◆ **Stored records**:
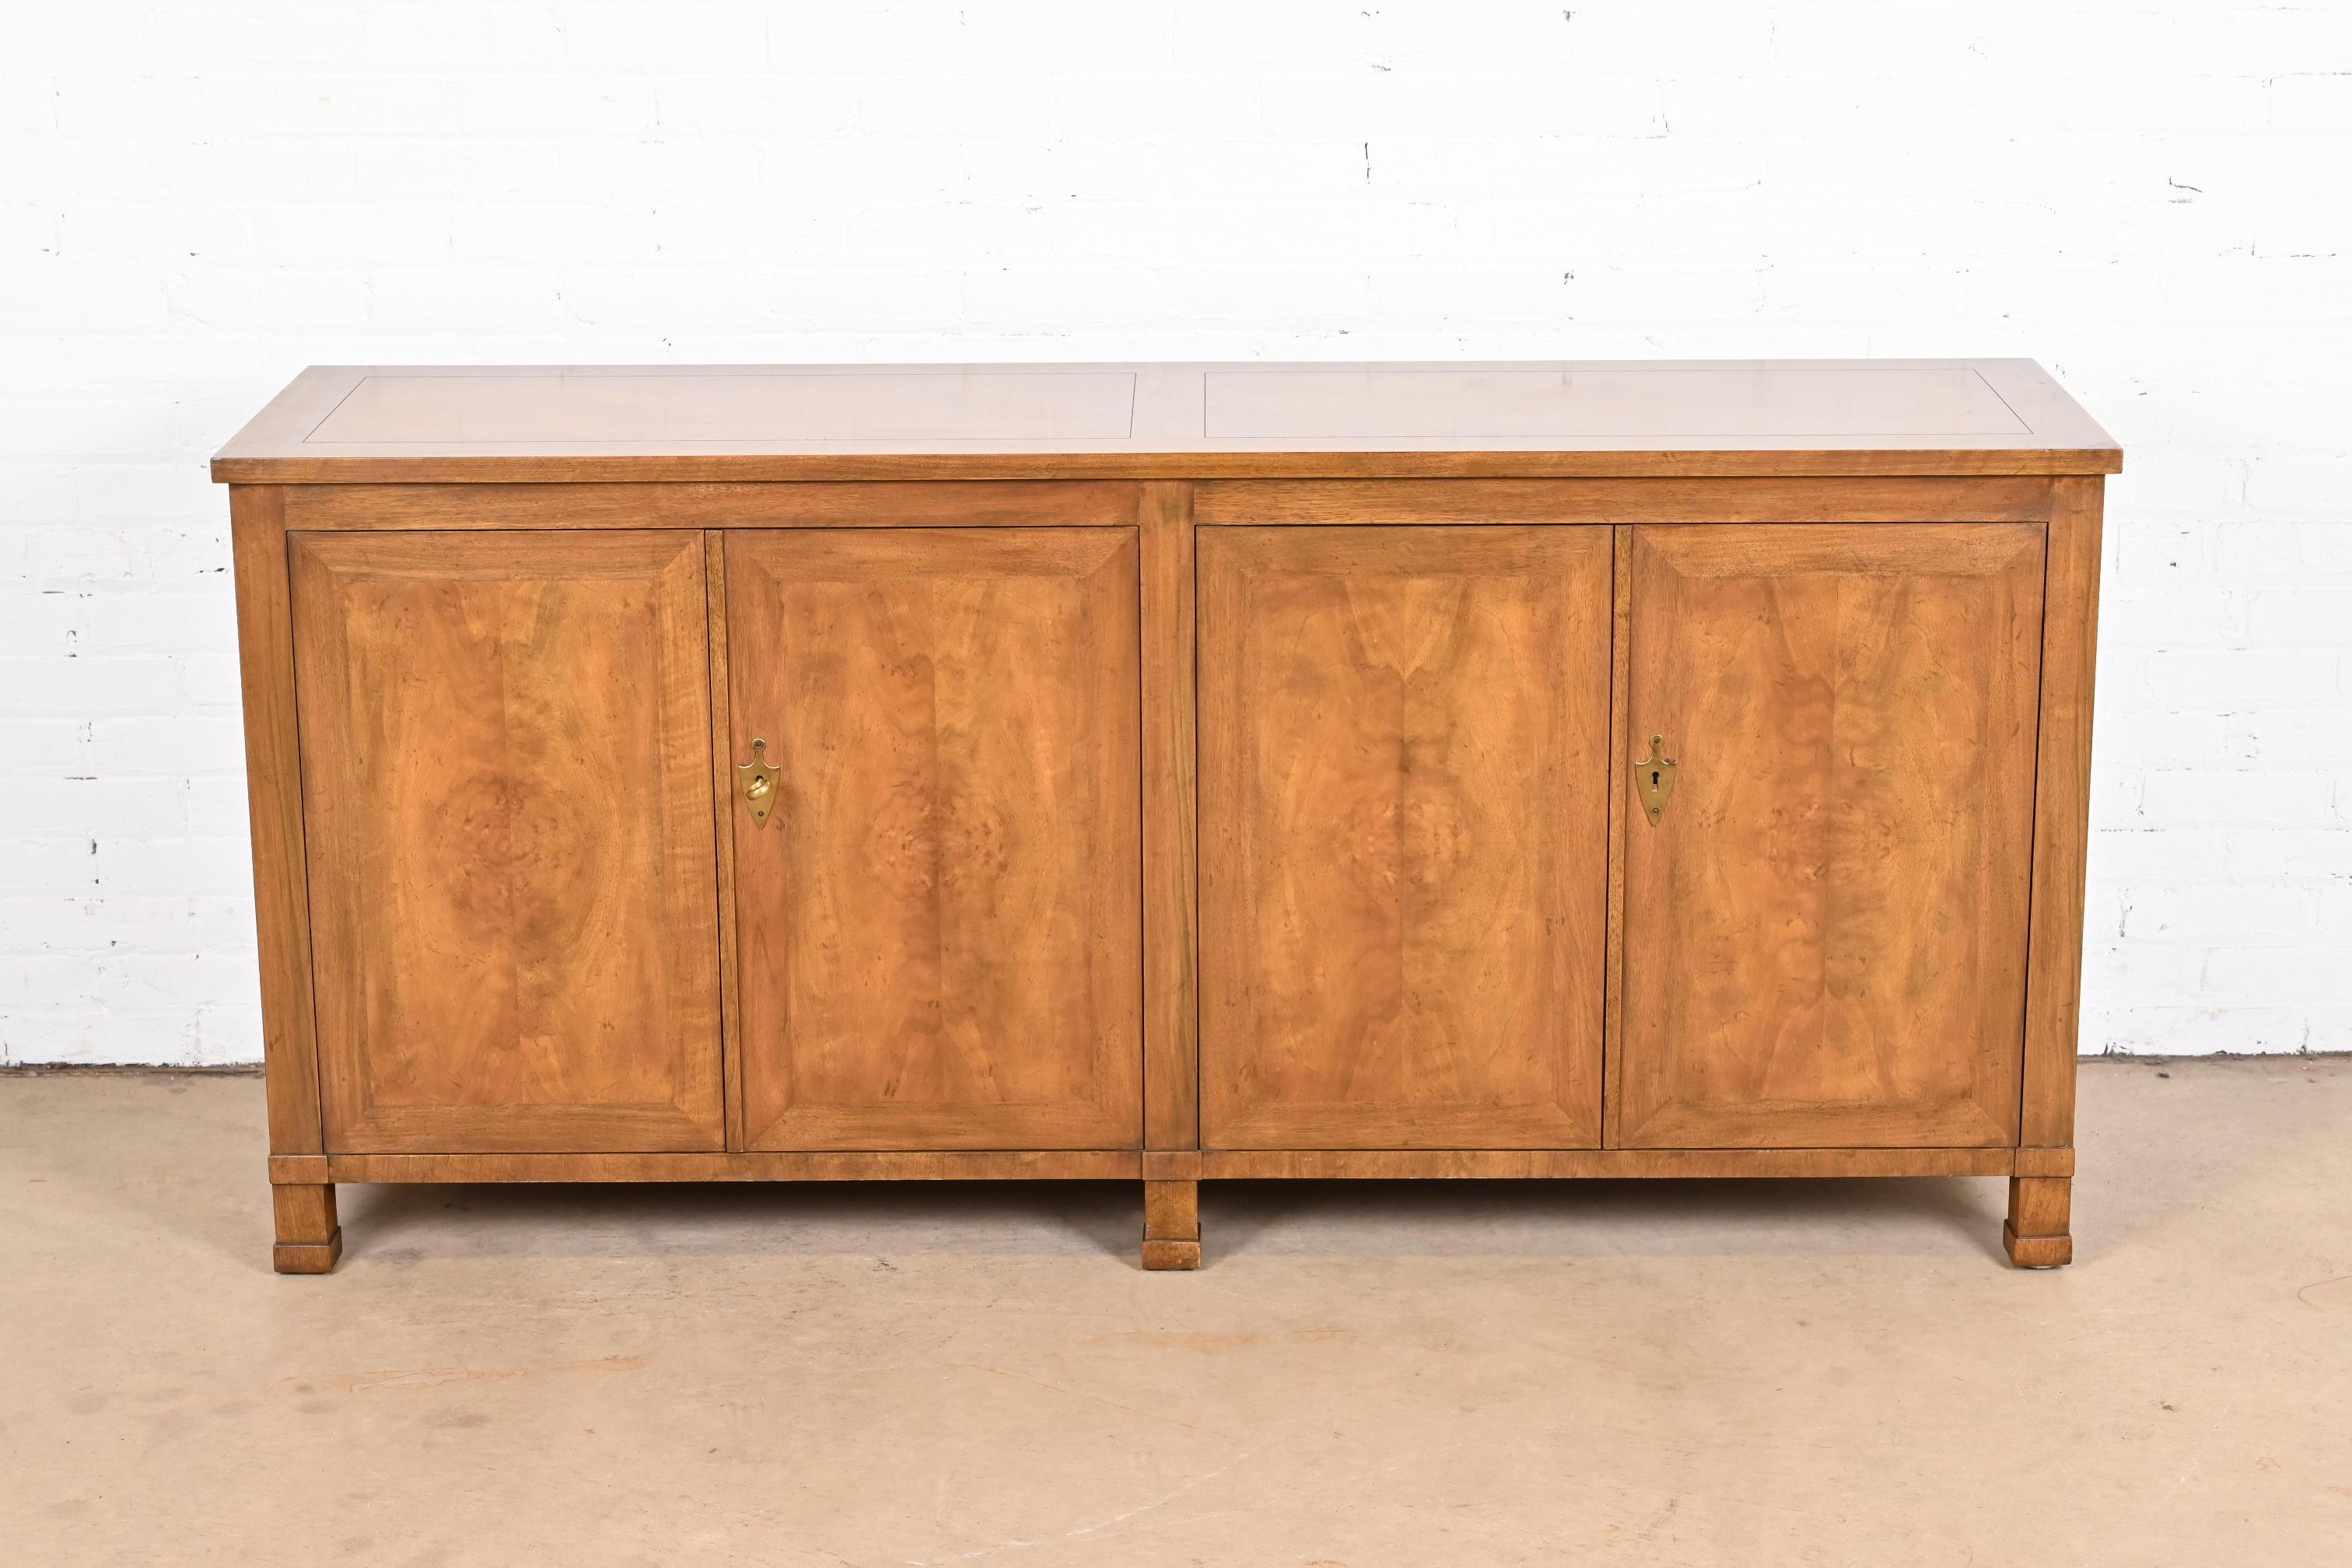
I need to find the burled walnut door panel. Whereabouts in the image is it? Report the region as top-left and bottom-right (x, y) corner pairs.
(1616, 523), (2045, 1150)
(1199, 527), (1612, 1150)
(726, 527), (1141, 1151)
(290, 531), (723, 1153)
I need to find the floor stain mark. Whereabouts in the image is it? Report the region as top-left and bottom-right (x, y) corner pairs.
(2294, 1273), (2352, 1312)
(282, 1355), (646, 1394)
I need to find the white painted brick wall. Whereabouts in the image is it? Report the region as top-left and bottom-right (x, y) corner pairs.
(2, 1), (2347, 1064)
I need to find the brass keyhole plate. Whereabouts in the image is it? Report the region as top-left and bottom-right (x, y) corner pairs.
(1634, 734), (1678, 825)
(738, 737), (781, 828)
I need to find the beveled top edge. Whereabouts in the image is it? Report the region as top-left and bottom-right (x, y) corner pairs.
(212, 359), (2121, 481)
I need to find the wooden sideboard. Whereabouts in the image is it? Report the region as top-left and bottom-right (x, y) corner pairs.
(214, 361), (2117, 1273)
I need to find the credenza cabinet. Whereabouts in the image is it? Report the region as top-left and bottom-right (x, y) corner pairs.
(217, 361), (2116, 1273)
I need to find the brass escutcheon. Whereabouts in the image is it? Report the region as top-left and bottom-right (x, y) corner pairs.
(738, 737), (781, 828)
(1634, 733), (1678, 825)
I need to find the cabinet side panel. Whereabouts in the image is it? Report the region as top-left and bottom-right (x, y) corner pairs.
(229, 485), (324, 1153)
(2021, 478), (2104, 1151)
(1141, 482), (1200, 1150)
(291, 530), (725, 1153)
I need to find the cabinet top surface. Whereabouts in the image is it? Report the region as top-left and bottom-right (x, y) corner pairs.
(213, 359), (2119, 482)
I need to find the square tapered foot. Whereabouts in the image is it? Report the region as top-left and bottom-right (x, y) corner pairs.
(274, 1230), (344, 1274)
(272, 1183), (342, 1275)
(2004, 1175), (2073, 1269)
(2003, 1222), (2072, 1269)
(1142, 1177), (1200, 1270)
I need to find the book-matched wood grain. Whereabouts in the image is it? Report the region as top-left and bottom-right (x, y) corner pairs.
(1140, 481), (1199, 1151)
(1615, 523), (2046, 1150)
(725, 524), (1142, 1151)
(289, 530), (726, 1153)
(221, 362), (2115, 1271)
(228, 486), (324, 1154)
(1199, 525), (1612, 1149)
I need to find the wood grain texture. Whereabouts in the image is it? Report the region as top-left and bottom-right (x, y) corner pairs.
(705, 534), (746, 1151)
(282, 1143), (2023, 1185)
(2004, 1174), (2074, 1267)
(303, 368), (1142, 444)
(1602, 525), (1632, 1147)
(219, 364), (2118, 1263)
(2004, 1230), (2074, 1268)
(266, 1155), (331, 1185)
(726, 524), (1142, 1151)
(228, 486), (324, 1155)
(224, 446), (2135, 484)
(1142, 1178), (1202, 1270)
(290, 530), (724, 1153)
(1206, 365), (2036, 441)
(2021, 478), (2105, 1152)
(213, 361), (2121, 483)
(1199, 525), (1612, 1149)
(231, 450), (2126, 485)
(1616, 523), (2046, 1150)
(1144, 1179), (1200, 1238)
(2009, 1177), (2072, 1236)
(284, 478), (2055, 534)
(271, 1183), (341, 1274)
(1140, 481), (1200, 1150)
(2014, 1146), (2076, 1178)
(284, 481), (1146, 532)
(1200, 1147), (2019, 1179)
(321, 1150), (1142, 1183)
(1195, 477), (2055, 528)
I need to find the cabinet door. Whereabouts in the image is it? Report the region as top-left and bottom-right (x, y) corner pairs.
(1617, 524), (2045, 1149)
(726, 527), (1140, 1151)
(291, 531), (723, 1153)
(1199, 527), (1612, 1149)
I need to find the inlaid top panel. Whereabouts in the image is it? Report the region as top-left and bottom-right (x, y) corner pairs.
(310, 370), (1139, 445)
(214, 361), (2118, 481)
(1204, 366), (2028, 440)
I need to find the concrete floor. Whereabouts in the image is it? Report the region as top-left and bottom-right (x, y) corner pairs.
(2, 1061), (2349, 1566)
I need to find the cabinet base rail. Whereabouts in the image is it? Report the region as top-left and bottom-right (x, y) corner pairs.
(267, 1147), (2074, 1275)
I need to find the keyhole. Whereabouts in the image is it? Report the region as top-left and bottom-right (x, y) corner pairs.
(1650, 769), (1661, 789)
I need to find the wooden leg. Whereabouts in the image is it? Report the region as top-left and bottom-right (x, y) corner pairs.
(2004, 1175), (2073, 1269)
(273, 1183), (343, 1275)
(1141, 1178), (1201, 1271)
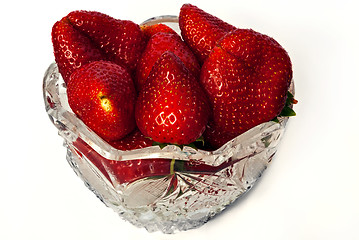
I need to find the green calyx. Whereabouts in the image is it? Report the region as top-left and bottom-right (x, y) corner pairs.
(272, 91), (297, 122)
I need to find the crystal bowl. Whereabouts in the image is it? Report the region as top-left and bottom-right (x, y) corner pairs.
(43, 15), (292, 234)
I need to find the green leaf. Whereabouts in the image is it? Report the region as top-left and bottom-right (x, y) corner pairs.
(152, 141), (168, 149)
(280, 106), (296, 117)
(195, 136), (205, 146)
(286, 91), (295, 104)
(185, 142), (197, 150)
(272, 91), (297, 121)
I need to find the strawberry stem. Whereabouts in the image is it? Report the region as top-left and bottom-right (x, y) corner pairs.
(170, 159), (176, 174)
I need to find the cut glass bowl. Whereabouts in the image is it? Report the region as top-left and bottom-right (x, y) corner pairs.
(43, 15), (293, 234)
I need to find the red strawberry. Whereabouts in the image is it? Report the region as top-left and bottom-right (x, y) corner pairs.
(203, 122), (239, 150)
(67, 61), (136, 142)
(135, 51), (210, 145)
(135, 32), (200, 91)
(66, 10), (145, 73)
(179, 4), (236, 63)
(51, 17), (105, 83)
(141, 23), (177, 41)
(200, 28), (292, 137)
(108, 129), (153, 150)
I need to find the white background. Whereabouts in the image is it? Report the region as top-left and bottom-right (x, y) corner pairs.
(1, 0), (358, 239)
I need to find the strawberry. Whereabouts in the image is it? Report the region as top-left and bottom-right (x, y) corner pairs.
(108, 129), (153, 150)
(203, 122), (239, 150)
(67, 61), (136, 142)
(135, 51), (210, 145)
(141, 23), (177, 41)
(179, 4), (236, 63)
(66, 10), (145, 73)
(51, 17), (105, 83)
(200, 28), (292, 137)
(135, 32), (200, 91)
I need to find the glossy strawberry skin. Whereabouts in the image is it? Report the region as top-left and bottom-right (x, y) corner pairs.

◆ **ABOUT THIS EXERCISE**:
Give back the data exactly. Skip any images.

◆ **FINAL ANSWER**:
I need to find the burled walnut door panel. Whereabouts in the image is it? Report the region as top-left and bottom-right (x, y) corner pairs.
(1616, 523), (2045, 1150)
(1199, 527), (1612, 1150)
(726, 527), (1141, 1151)
(290, 531), (723, 1153)
I need to find the floor stain mark. Whereabouts in the image is it? Report the region as top-left and bottom-right (x, y) corner pairs.
(2294, 1273), (2352, 1312)
(282, 1355), (646, 1394)
I need to find the white painted brick wall. Whereabouts in the image is it? Report the region as top-left and bottom-right (x, y) corner pairs.
(2, 1), (2347, 1064)
I need to find the brass keyhole plate. Whereabouts in the image is it? Report the region as top-left and bottom-right (x, y) corner pairs.
(1634, 734), (1678, 825)
(738, 737), (781, 828)
I need to find the beveled top edge. Whereabouts in the image is it? Report the region as top-left and bottom-right (x, y) corner pairs.
(212, 359), (2121, 481)
I need to find the wooden sideboard. Whereabouts in the image is it? Report the region as top-left and bottom-right (x, y) corner pairs.
(214, 361), (2117, 1273)
I need to find the credenza cabinet. Whereabouts in the image is it? Report the region as top-left and bottom-right (x, y) corner pairs.
(217, 361), (2116, 1273)
I need to find the brass escutcheon. Whereabouts in the image is it? Report the region as top-left and bottom-right (x, y) corner pairs.
(738, 737), (781, 828)
(1634, 733), (1678, 825)
I need to find the cabinet side panel. Whereabouts in the image is it? Report the region as top-left and bottom-right (x, y) corner pairs.
(229, 485), (324, 1153)
(2021, 478), (2104, 1151)
(1141, 482), (1200, 1150)
(291, 530), (725, 1153)
I need to find the cabinet top surface. Whereabouts in the image is it? Report the region as top-left and bottom-right (x, y) corner pairs.
(213, 359), (2119, 482)
I need to find the square tapered foot. Whereabouts in the image is it? Report the region as top-left and bottom-right (x, y) corner pairs.
(274, 1230), (344, 1274)
(272, 1183), (342, 1275)
(2004, 1175), (2073, 1269)
(2003, 1222), (2072, 1269)
(1142, 1177), (1200, 1270)
I need to find the book-matched wood grain. Whereabouts in the image is it? Report the region as top-left and bottom-right (x, y) corner pairs.
(1140, 481), (1199, 1151)
(1615, 523), (2046, 1150)
(725, 524), (1142, 1151)
(289, 530), (726, 1153)
(221, 362), (2115, 1271)
(228, 486), (324, 1154)
(1199, 525), (1612, 1149)
I need to find the wood grain texture. Whereabouts in the image is it? Report the region as top-left and bottom-right (x, y) corner pairs.
(705, 534), (746, 1151)
(282, 1143), (2023, 1185)
(2004, 1174), (2074, 1267)
(303, 368), (1142, 444)
(1602, 525), (1632, 1147)
(219, 364), (2118, 1263)
(2004, 1230), (2074, 1268)
(266, 1155), (331, 1185)
(726, 524), (1142, 1151)
(228, 486), (324, 1155)
(224, 446), (2135, 484)
(1142, 1178), (1202, 1270)
(290, 530), (724, 1153)
(1206, 365), (2036, 441)
(2021, 478), (2105, 1152)
(213, 361), (2121, 483)
(1199, 525), (1612, 1149)
(231, 450), (2126, 485)
(1616, 523), (2046, 1150)
(1144, 1179), (1200, 1238)
(2009, 1177), (2072, 1236)
(284, 478), (2055, 534)
(271, 1183), (341, 1274)
(1140, 481), (1200, 1150)
(2014, 1146), (2076, 1178)
(284, 481), (1146, 532)
(1200, 1147), (2019, 1179)
(321, 1150), (1142, 1183)
(1195, 477), (2055, 528)
I need to find the cabinet door. Whereabouts in the image is it? Report the region as top-left and bottom-right (x, y) corner pairs.
(1617, 524), (2045, 1149)
(726, 527), (1140, 1151)
(291, 531), (723, 1153)
(1199, 527), (1612, 1149)
I need to find the inlaid top panel. Whereabouts in the image is it? Report the region as top-left and bottom-right (x, y) corner pairs.
(310, 370), (1139, 445)
(214, 361), (2118, 481)
(1204, 366), (2028, 440)
I need to find the concrete floor. Whereabouts in the image is it? Report the region as top-left and bottom-right (x, y) corner pairs.
(2, 1061), (2349, 1566)
I need to find the cabinet base rail. Whereabouts in the image is it? Report the region as top-left and bottom-right (x, y) corner pairs.
(267, 1147), (2074, 1275)
I need to find the keyhole. Whereabouts in the image is it? Report the region as top-left and bottom-right (x, y) corner pairs.
(1650, 769), (1661, 789)
I need to find the wooden leg. Whereabouts in the image is it? Report the region as top-left and bottom-right (x, y) corner pairs.
(2004, 1175), (2073, 1269)
(273, 1183), (343, 1275)
(1141, 1178), (1201, 1271)
I need to find the green calyx. Whereabouts in the image is it? Report the region as top-left and bottom-right (x, y) corner pairs.
(272, 91), (297, 122)
I need to find the crystal bowl. Whereabouts in the image is it? Report the region as top-left and bottom-right (x, y) corner pairs.
(43, 15), (292, 234)
I need to find the green leaf. Whereabouts in the image is it? Report the region as top-left and bottom-right (x, y) corner pairs.
(152, 141), (168, 149)
(280, 106), (296, 117)
(195, 136), (205, 146)
(286, 91), (295, 104)
(185, 142), (197, 150)
(272, 91), (297, 121)
I need to find the strawberry stem. Whereabouts in the image is it? Report the region as top-left and bottom-right (x, y) corner pairs.
(170, 159), (176, 174)
I need to find the cut glass bowl. Whereabouts in the image is it? Report the region as top-left and bottom-right (x, y) corner pairs.
(43, 15), (293, 234)
I need to find the red strawberry. Whereabouts in the image is it? Report the region as top-left and bottom-right (x, y) corner pairs.
(203, 122), (239, 150)
(67, 61), (136, 142)
(135, 51), (210, 145)
(135, 32), (200, 91)
(66, 10), (145, 73)
(179, 4), (236, 63)
(51, 17), (105, 83)
(141, 23), (177, 41)
(200, 28), (292, 137)
(108, 129), (153, 150)
I need to find the white background. Whereabouts in the image is it? Report the region as top-left and bottom-right (x, y) corner pairs.
(1, 0), (358, 239)
I need to find the strawberry. Whereabouts in the image is it? Report the region as top-left and bottom-right (x, y) corner pairs.
(108, 129), (153, 150)
(203, 122), (239, 150)
(67, 61), (136, 142)
(135, 51), (210, 145)
(141, 23), (177, 41)
(179, 4), (236, 63)
(66, 10), (145, 73)
(51, 17), (105, 83)
(200, 28), (292, 137)
(135, 32), (200, 91)
I need to find the glossy strawberry skin. Whereabouts in the image is it? Report the region as top-left and bottom-right (x, y) corner pairs.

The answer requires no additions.